**GIVEN ENTRIES**:
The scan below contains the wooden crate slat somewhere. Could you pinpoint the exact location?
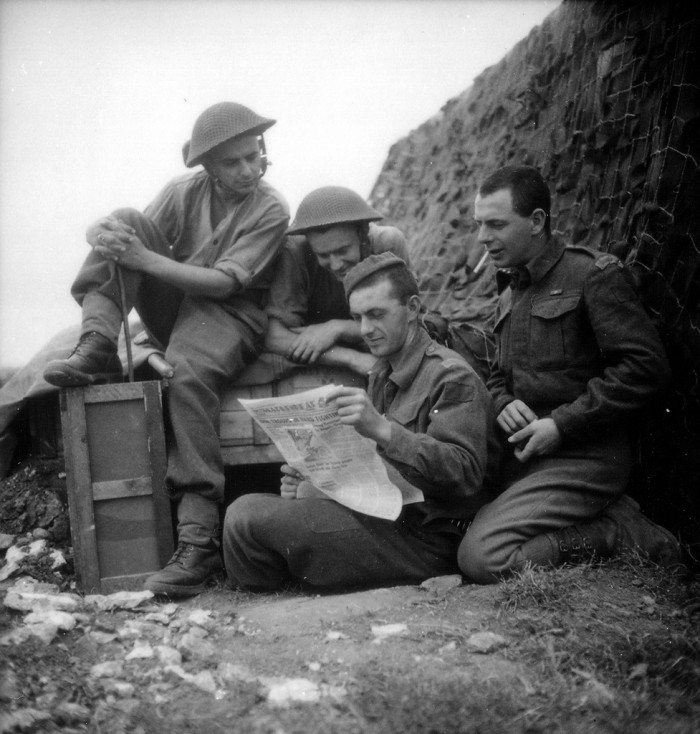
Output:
[92,477,153,502]
[61,381,174,593]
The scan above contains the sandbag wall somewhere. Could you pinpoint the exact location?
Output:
[371,0,700,547]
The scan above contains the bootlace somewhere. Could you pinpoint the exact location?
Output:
[168,543,194,565]
[69,331,99,357]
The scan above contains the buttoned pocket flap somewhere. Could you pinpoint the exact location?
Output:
[531,293,581,319]
[391,397,427,426]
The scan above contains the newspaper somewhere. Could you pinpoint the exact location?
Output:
[239,385,423,520]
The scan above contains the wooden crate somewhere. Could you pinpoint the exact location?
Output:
[60,381,173,594]
[219,367,365,466]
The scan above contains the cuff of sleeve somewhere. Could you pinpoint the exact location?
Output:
[493,393,515,415]
[214,265,242,295]
[265,306,306,329]
[549,406,587,441]
[377,421,416,464]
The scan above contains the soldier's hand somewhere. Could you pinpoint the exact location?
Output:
[326,386,391,447]
[280,464,303,500]
[496,400,537,436]
[288,321,338,364]
[508,418,561,463]
[85,217,136,248]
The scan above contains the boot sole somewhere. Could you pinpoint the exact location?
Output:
[143,579,208,598]
[44,365,123,387]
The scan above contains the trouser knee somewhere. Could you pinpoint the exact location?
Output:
[457,532,499,584]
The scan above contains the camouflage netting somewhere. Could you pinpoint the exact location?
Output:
[371,0,700,543]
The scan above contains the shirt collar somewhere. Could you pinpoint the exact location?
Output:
[496,237,564,293]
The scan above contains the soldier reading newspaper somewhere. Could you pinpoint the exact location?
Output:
[223,253,498,589]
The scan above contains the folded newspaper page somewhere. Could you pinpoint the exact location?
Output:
[239,385,423,520]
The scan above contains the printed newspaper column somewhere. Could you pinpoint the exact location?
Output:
[239,385,423,520]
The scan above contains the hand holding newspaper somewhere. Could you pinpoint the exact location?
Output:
[239,385,423,520]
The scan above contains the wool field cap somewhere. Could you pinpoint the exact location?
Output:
[182,102,277,168]
[343,252,410,298]
[287,186,382,234]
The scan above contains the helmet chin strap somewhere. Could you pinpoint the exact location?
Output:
[207,135,271,199]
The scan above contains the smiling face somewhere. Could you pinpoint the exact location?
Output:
[306,224,361,281]
[349,280,420,359]
[206,135,262,197]
[474,189,546,268]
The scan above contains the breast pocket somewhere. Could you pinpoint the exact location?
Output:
[530,293,581,370]
[387,396,428,431]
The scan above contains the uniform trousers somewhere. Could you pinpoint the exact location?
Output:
[223,494,461,590]
[458,435,632,584]
[72,209,261,545]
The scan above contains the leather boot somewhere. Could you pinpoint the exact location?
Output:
[601,494,684,568]
[547,495,684,569]
[44,331,123,387]
[144,539,223,597]
[144,491,223,597]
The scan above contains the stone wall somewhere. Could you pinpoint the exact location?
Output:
[371,0,700,543]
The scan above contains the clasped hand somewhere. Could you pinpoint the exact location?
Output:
[87,217,150,270]
[497,400,561,463]
[288,321,338,364]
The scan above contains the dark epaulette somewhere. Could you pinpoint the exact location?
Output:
[425,342,465,367]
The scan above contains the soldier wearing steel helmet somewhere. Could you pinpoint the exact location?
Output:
[223,252,500,590]
[265,186,409,374]
[44,102,289,596]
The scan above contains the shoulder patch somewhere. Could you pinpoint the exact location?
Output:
[444,382,474,403]
[595,252,623,270]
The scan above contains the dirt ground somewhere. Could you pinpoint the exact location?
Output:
[0,462,700,734]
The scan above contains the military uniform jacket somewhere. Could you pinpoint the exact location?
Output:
[488,238,669,441]
[367,329,499,522]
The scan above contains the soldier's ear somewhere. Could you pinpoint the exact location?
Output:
[530,209,547,235]
[406,296,421,321]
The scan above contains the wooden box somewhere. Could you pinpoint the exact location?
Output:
[60,381,173,594]
[219,367,366,466]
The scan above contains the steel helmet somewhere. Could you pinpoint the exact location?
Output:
[182,102,277,168]
[287,186,382,234]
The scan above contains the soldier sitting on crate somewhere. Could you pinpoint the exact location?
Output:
[265,186,409,375]
[44,102,289,596]
[459,166,682,583]
[223,253,498,589]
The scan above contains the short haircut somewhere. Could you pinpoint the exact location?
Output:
[348,263,418,305]
[479,166,552,236]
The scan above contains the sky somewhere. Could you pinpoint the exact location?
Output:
[0,0,560,368]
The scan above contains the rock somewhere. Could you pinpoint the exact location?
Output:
[267,678,321,706]
[156,645,182,665]
[90,660,124,678]
[101,678,135,698]
[0,668,20,704]
[371,622,408,639]
[178,632,219,662]
[126,643,155,660]
[420,574,462,596]
[216,663,258,683]
[0,708,51,732]
[53,701,90,726]
[466,632,508,654]
[85,591,153,612]
[24,609,76,632]
[187,609,216,629]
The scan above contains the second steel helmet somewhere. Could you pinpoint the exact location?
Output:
[287,186,382,234]
[182,102,276,168]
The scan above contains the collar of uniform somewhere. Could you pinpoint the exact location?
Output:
[382,328,435,390]
[525,237,564,283]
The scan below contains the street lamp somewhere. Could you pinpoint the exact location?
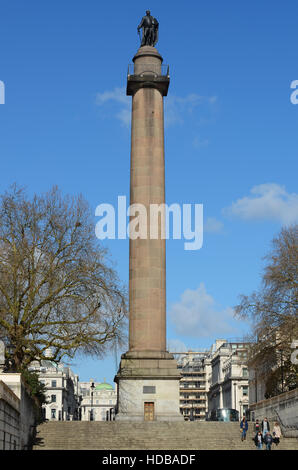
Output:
[90,382,95,421]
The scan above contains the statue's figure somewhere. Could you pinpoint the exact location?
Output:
[138,10,158,47]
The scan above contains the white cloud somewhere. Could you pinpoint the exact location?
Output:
[204,217,223,233]
[169,283,239,337]
[96,87,131,127]
[164,93,217,127]
[223,183,298,224]
[167,339,188,353]
[96,87,217,129]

**GOAL**:
Return all of the entries above word for word, leaving out the pictures.

**TASK RESPONSE**:
The scan below contains the wooden crate slat somewhere. Could you pinpoint the exact location?
Output:
[92,477,153,502]
[61,381,174,593]
The scan above contains the sandbag wall somewhere. Could you pinpoint the exact location?
Output:
[371,0,700,547]
The scan above contains the bootlace somewhere. Could you pinpoint the exact location?
Output:
[168,543,194,565]
[69,331,99,357]
The scan above contains the buttoned pocket flap somewhere. Could you pinpoint the exact location?
Output:
[531,293,581,319]
[391,397,427,426]
The scan above contains the newspaper somewhere. Could you pinpoint the exact location?
Output:
[239,385,423,520]
The scan above contains the wooden crate somewhere. Could you pinpoint the exact location?
Output:
[60,381,173,594]
[219,367,365,466]
The scan above contains the cuff of sleeve somewhere. Could you pinpoint the exact location?
Output:
[493,393,515,415]
[214,265,242,295]
[265,306,306,329]
[549,406,587,441]
[377,421,416,464]
The scan above contains the soldier's hand somewhere. Could you pinpoint the exact location?
Output:
[326,386,391,447]
[280,464,303,500]
[496,400,537,436]
[288,321,338,364]
[508,418,561,463]
[85,217,136,248]
The scan above contains the boot sole somewhere. Could you pinpoint the exact location?
Output:
[143,579,208,598]
[44,365,123,387]
The scan above contains the trouser knee somewhere. Could you pinpoint the exact location?
Output:
[457,532,499,584]
The scan above contains the camouflage netting somewhere. Could you pinpoint the exact location?
Output:
[371,0,700,543]
The scan above contains the shirt collar somewhere. Could you pinpoint the exact location?
Output:
[496,237,564,293]
The scan above contains the soldier reading newspaper somewhere. Could you pinpoint the exact location?
Output:
[223,253,498,589]
The scan above contains the folded newspaper page somewhere. Could you pinpoint the exact location?
Output:
[239,385,423,520]
The scan above contains the printed newspaper column somewhere. Could you pinpoint the exact location?
Output:
[239,385,423,520]
The scan above contains the hand holding newspaper somewhere. Could you pinpoint the exact location?
Output:
[239,385,423,520]
The scan above contains the wool field cap somewhere. Could you pinpoint the exact location?
Output:
[182,102,277,168]
[343,252,410,298]
[287,186,382,234]
The scan above contains the helmet chin strap somewhere. Could you pinpoint the exact location?
Output:
[207,135,271,199]
The scan above contains the smiling face somewhere. Could you pinpoint the exact location?
Output:
[306,224,361,281]
[349,280,420,359]
[206,135,262,197]
[474,189,546,268]
The scan above contains the breast pocket somewhere. Could you pinpoint the exact location?
Output:
[530,293,581,370]
[387,396,428,431]
The scan above contains the uniform trousers somewhere. Could you pinpoint the exact location?
Output:
[223,494,461,590]
[458,435,632,584]
[72,209,261,545]
The scan above contains the leather boot somewhere. Could you pinpoint the exact location?
Output:
[601,494,684,568]
[547,495,684,569]
[44,331,123,387]
[144,539,223,597]
[144,491,223,597]
The scan above contains the stone wall somewhere. Could you pinpoint the exact location?
Output:
[371,0,700,543]
The scan above contains the clasped hand somewhere. Could you pinpoint the exact location?
Output:
[87,217,150,270]
[497,400,561,463]
[288,321,338,364]
The scan above contains the dark epaulette somewhere. Could you pinpoint the exact location?
Output:
[425,342,465,367]
The scan above contains the soldier wearing steel helmet somewhere. Could you pinpoint the exact location?
Output:
[223,252,500,590]
[265,186,409,374]
[44,102,289,596]
The scan above contains the shoulder patch somewhere. Could you pinpoint the exact location?
Output:
[444,382,474,403]
[595,252,623,270]
The scan above contains the dirt ground somewhere. Could you pinpoint the exact location?
Output:
[0,462,700,734]
The scan above contains the military uniform jacket somewhere. Could you pinpoint the exact location?
Output:
[488,238,669,441]
[367,329,499,522]
The scan above contains the soldier's ear somewhere. Could you pinpoint the exact location?
Output:
[530,209,547,235]
[406,296,421,321]
The scan above contains the wooden box somewhere. Could you pinpoint the exact location?
Output:
[60,381,173,594]
[219,367,366,466]
The scan above contains the steel helmet somewhere. Could you pinpoint the exact location?
Output:
[182,102,277,168]
[287,186,382,234]
The scan above contains the soldier sitting on crate somewhere. Could you pinpoint the exact location?
Output:
[265,186,409,375]
[44,102,289,596]
[459,166,682,583]
[223,253,498,589]
The scan above contains the short haircut somewhere. Could you pinpoint the exact location?
Output:
[348,263,418,305]
[479,166,552,236]
The scan above contains the sky somewhere. Could you pinpoint the exact location?
Output:
[0,0,560,368]
The scan above contains the rock somewhere. Could you pinpoint the exact location?
Output:
[267,678,321,706]
[156,645,182,665]
[90,660,124,678]
[101,678,135,698]
[0,668,20,704]
[371,622,408,639]
[178,632,219,662]
[126,643,155,660]
[420,574,462,596]
[216,663,258,683]
[0,708,51,732]
[53,701,90,726]
[466,632,508,654]
[85,591,153,612]
[24,609,76,632]
[187,609,216,629]
The scan above contains the second steel helmet somewhere. Could you pinpoint the exact location?
Output:
[287,186,382,234]
[182,102,276,168]
The scan above contains the collar of uniform somewhere. Could you pinpoint the exact location?
Output:
[382,328,435,390]
[525,237,564,283]
The scan below contains the street lamp somewhere. Could you pinpoint the exact location?
Output:
[90,382,95,421]
The scan above contains the statue's figure somewhere. Could you pinpoint the exact location?
Output:
[138,10,158,47]
The scan above contains the white cloud somewhere. Could you pinpoint the exact location?
Output:
[204,217,223,233]
[169,283,239,337]
[96,87,131,127]
[164,93,217,127]
[223,183,298,224]
[167,339,188,353]
[96,87,217,129]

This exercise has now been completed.